Exercise requirements:
A: Duplicate the part of the New York consumer confidence article between "LOUDONVILLE – Fueled" and "cost of food.", inclusive.
B: Pick up the New York consumer confidence article where it stops and write what comes next.
━━━━━ Page text
LOUDONVILLE – Fueled by Downstate optimism, overall consumer confidence remains higher in New York than across the nation, according to the latest poll by the Siena College Research Institute (SCRI), but worries remain about the high cost of food.
“Driven by increasing optimism among New York City residents, younger New Yorkers, Democrats and men, consumer sentiment was up this quarter reaching its highest level since June 2021,” said Don Levy, SCRI’s Director. “But many, including Upstaters, Republicans, those over 55 and women, saw little or no gain in confidence, and they continue to express far more pessimism than optimism. Overall, New York’s index, both an assessment of current conditions and most especially future expectations outpace national sentiment.”
Future confidence in New York is now over three points above the breakeven point of balanced optimism and pessimism and 18.9 points higher than national future confidence.
The New York State Index of Consumer Sentiment now stands at 75.0 up 2.7 points from the last measurement in the fourth quarter of 2022, according to the latest poll by the Siena College Research Institute (SCRI). New York’s overall Index of Consumer Sentiment is 13.0 points above the nation’s Index of 62.0. The current index increased over 3 points to 70.1 and the future index increased just over 2 points resulting in New York’s measure of future expectations moving from 75.9 last quarter to 78.1 today.
━━━━━━━━━━
━━━━━ Data section
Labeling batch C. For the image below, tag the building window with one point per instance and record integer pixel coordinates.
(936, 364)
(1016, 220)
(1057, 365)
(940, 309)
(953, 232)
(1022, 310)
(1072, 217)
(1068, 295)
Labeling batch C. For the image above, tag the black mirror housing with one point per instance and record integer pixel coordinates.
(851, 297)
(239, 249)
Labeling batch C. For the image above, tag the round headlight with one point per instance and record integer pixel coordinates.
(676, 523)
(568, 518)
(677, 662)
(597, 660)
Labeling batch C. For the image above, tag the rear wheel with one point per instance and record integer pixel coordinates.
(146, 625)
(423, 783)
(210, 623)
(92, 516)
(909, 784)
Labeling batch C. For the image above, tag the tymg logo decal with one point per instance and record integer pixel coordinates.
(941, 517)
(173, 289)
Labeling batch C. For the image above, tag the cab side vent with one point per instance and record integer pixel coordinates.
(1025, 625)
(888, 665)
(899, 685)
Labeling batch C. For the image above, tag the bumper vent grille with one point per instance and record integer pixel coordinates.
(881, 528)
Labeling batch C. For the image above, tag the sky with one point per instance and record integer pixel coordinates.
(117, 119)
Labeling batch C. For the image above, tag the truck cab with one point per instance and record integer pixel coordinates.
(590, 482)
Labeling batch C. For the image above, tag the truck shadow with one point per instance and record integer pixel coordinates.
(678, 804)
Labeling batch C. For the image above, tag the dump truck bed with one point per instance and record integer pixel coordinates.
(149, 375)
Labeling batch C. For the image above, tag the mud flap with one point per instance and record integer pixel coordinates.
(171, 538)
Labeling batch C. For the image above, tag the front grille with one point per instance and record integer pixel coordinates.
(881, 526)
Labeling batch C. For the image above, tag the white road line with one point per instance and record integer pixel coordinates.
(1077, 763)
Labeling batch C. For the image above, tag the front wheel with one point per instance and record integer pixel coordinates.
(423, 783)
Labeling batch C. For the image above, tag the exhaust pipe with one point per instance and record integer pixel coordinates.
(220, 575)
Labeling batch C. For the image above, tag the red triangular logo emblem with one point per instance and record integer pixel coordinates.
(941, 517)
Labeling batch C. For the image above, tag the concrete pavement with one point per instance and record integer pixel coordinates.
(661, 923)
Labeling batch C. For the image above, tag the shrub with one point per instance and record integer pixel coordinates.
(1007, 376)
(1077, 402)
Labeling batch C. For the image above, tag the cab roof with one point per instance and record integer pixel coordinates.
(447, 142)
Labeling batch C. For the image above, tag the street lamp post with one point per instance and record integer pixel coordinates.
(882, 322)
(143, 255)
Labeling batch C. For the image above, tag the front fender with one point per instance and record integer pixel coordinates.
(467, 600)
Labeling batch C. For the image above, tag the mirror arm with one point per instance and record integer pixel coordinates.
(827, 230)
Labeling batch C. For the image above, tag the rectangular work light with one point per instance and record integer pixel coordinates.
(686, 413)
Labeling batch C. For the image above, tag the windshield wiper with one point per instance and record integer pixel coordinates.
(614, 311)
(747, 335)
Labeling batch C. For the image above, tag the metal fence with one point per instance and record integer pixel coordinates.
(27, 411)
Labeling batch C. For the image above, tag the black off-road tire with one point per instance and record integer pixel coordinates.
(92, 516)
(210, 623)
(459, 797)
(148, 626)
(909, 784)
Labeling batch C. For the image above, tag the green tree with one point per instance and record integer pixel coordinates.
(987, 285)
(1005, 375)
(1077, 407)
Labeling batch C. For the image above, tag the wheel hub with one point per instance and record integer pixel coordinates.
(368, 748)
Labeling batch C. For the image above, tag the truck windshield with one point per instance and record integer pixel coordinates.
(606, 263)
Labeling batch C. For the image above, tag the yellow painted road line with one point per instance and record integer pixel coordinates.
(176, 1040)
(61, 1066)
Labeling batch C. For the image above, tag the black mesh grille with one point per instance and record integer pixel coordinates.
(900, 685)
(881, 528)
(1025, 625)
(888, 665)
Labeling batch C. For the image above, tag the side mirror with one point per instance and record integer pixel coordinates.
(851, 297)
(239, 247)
━━━━━━━━━━
Expected responses:
A:
LOUDONVILLE – Fueled by Downstate optimism, overall consumer confidence remains higher in New York than across the nation, according to the latest poll by the Siena College Research Institute (SCRI), but worries remain about the high cost of food.

B:
“Gasoline price worries have lessened but remain well above early pandemic lows while food price impact on budgets is now at 81 percent, the highest we have seen in 14 years of tracking this measurement,” said Levy. “Still, expect spring spending to be strong as all buying plans are up with nearly 40 percent of residents expecting their financial condition to improve over the next year and nearly a third saying that now is a good time to purchase major consumer goods.”
In the first quarter of 2023, buying plans were up from the fourth quarter of 2022 measurement for homes at 17.1 percent (from 11.5 percent), for cars/trucks to 28.2 percent (from 25.5 percent), for furniture to 30.8 percent (from 28.4 percent), for major home improvements to 28.0 percent (from 26.1 percent), and for consumer electronics to 45.0 percent (from 44.8 percent).
Sixty-three percent (down from 66 percent last quarter) of all New Yorkers say that current gasoline prices are having a very serious or somewhat serious impact on their financial condition. Eighty-one percent (up from 79 percent last quarter) of state residents indicate that the amount of money they spend on groceries is having either a very serious or somewhat serious impact on their finances. The previous all-time high for food concern was 80 percent in June 2022.